■ Extrahierter Text:
Nach der Erklärung zu Beginn geht es eine Treppe hinauf in das erste Stockwerk. Von diesem Zeitpunkt an ist Lisas Mappe immer dabei. Teil der Mappe sind vor allem zwei USB-Sticks, auf denen die Ergebnisse der Untersuchungen gespeichert werden. Lisa ist von jetzt an nicht mehr Lisa, sondern erhält eine Probandennummer, um ihre Daten vor Missbrauch zu schützen. Nur ihr Geschlecht und ihr Geburtsdatum stellen sicher, dass es zu keinen Verwechslungen kommt.

Im Wartebereich für die Kleinen - der jüngste Teilnehmer ist drei Jahre alt - liegt ein Spielteppich mit eingewebten Straßen und Häusern aus, darauf ein Playmobil-Hubschrauber, Plastikautos und Spielfiguren. Die Älteren können sich mit den ausliegenden Magazinen beschäftigen. Auf einem Tisch stehen Getränke und eine Obstschale. Doch ein Zettel weist daraufhin: "Bitte erst nach dem Wiegen und der Blutabnahme zugreifen". Das kommt erst zum Schluss. Zunächst geht Lisa ins Ärztezimmer.

Bevor ihr Hals mit einem Ultraschall untersucht wird, will Dagmar Michalik von der 20-Jährigen wissen, welche Impfungen sie hat und welche Medikamente sie nimmt. Danach wird das Ultraschallgerät angemacht. Ein sonores Summen liegt in der Luft. "Das liegt an dem alten Gerät. Es müssen ja die gleichen sein wie bei den früheren Erhebungen, damit die Ergebnisse nicht durch das Gerät unvergleichbar werden", erklärt Michalik. Sie suche bei dem Ultraschall nach Plaque-Ablagerungen in der Halsschlagader. Solche Ablagerungen könnten in der Folge zu einem Schlaganfall führen. Umso erstaunlicher, dass es bisher keine Daten gebe, was für Jugendliche ein normaler und was ein besorgniserregender Wert sei. "Vielleicht kann man in Zukunft dank der Ergebnisse Schlaganfälle früher entdecken und besser vorbeugen." Bei Lisa sind zum Glück keine Ablagerungen zu sehen, trotzdem wird das Bild abgespeichert, damit es mit dem anderer Probanden verglichen werden kann.

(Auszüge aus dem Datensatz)
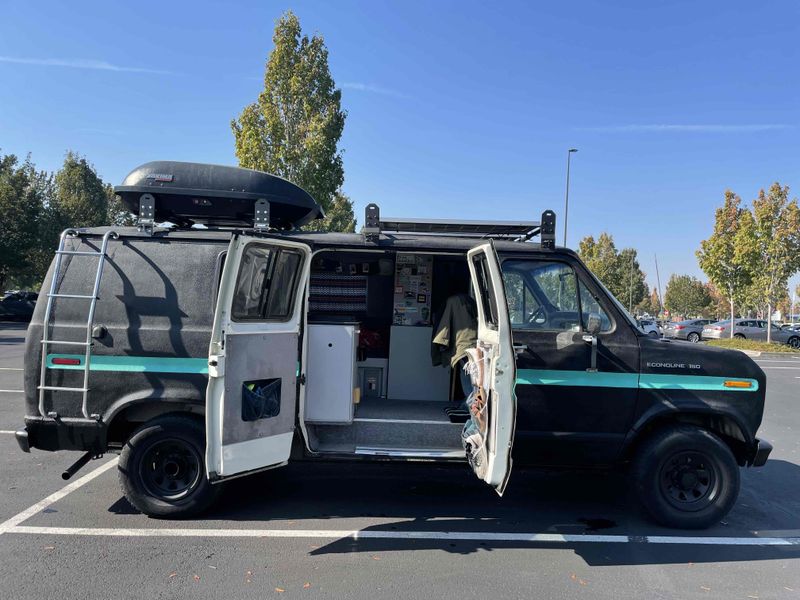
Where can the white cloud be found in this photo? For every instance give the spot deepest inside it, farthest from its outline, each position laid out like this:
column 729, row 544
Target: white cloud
column 371, row 88
column 677, row 128
column 79, row 63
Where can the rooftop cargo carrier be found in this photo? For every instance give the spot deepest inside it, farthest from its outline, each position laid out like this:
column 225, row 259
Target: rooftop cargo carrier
column 215, row 195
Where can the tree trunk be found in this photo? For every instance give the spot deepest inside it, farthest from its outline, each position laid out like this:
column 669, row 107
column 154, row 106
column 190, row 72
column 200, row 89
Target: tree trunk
column 769, row 323
column 732, row 319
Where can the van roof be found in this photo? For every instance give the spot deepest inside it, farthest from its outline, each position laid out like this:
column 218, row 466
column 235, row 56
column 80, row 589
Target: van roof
column 325, row 239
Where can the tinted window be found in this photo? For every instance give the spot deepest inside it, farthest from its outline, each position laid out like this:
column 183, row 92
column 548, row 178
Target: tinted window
column 485, row 291
column 589, row 305
column 522, row 305
column 265, row 287
column 549, row 292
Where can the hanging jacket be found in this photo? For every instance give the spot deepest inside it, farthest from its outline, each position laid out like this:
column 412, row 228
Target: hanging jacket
column 456, row 331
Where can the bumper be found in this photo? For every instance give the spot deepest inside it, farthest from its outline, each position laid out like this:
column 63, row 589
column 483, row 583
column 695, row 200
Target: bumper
column 21, row 436
column 64, row 434
column 762, row 449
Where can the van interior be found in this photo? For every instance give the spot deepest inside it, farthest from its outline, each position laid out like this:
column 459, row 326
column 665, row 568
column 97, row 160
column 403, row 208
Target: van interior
column 371, row 384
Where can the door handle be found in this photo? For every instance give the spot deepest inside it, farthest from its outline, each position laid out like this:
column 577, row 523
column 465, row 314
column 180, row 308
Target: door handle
column 520, row 348
column 592, row 339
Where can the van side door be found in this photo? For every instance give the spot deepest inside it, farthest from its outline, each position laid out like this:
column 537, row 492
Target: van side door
column 251, row 401
column 492, row 429
column 569, row 410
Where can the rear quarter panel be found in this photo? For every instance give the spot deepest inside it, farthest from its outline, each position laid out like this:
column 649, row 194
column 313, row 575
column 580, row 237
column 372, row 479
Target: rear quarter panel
column 156, row 300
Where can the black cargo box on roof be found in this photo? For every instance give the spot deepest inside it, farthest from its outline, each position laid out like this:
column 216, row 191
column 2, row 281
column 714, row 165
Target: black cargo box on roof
column 216, row 195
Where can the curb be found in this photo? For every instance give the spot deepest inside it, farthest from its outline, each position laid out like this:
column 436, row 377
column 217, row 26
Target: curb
column 750, row 352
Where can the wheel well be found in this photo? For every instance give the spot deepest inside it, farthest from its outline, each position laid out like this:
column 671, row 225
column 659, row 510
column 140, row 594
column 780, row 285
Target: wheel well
column 130, row 418
column 721, row 425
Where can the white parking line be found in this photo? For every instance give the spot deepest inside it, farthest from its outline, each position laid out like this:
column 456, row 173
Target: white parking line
column 794, row 362
column 26, row 514
column 372, row 534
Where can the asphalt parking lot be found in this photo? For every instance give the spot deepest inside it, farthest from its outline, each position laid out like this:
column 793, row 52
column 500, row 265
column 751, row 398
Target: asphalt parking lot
column 395, row 531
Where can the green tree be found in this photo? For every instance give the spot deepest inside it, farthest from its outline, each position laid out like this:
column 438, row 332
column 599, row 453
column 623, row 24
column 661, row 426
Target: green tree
column 293, row 128
column 686, row 296
column 724, row 256
column 650, row 305
column 773, row 245
column 618, row 270
column 23, row 192
column 81, row 197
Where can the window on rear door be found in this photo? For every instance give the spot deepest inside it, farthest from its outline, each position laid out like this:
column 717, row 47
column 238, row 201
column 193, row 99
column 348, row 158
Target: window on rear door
column 266, row 284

■ Aufgaben:
1. Wonach sucht Dagmar Michalik laut dem Bericht über Lisas Untersuchung beim Ultraschall des Halses?
2. Schreibe den Bericht über Lisas Untersuchung im Anschluss an seinen letzten Satz weiter.

■ Lösungen:
1. Nach Plaque-Ablagerungen in der Halsschlagader.

2.
Lisas letzte Station ist das Untersuchungszimmer von Sarah Landsberg. Hier wird sie gewogen und gemessen; es wird ihr Blut entnommen sowie ihr Körperfettanteil gemessen. Zum Abschluss absolviert Lisa einen Ausdauertest auf einem Ergometer: Radeln bis ihr die Puste ausgeht. Sind Teilnehmer über 18 Jahre alt, wird ihnen am Ohrläppchen Blut entnommen, um den Laktatwert zu ermitteln. Danach hat Lisa es geschafft. Ihre Mappe landet am Ende wieder bei Eva Koch. Lisa bekommt ihre persönlichen Testergebnisse nach der Auswertung zugeschickt: "Es ist schon interessant, seinen Zustand zu kennen, wenn man gesund ist", meint Lisa.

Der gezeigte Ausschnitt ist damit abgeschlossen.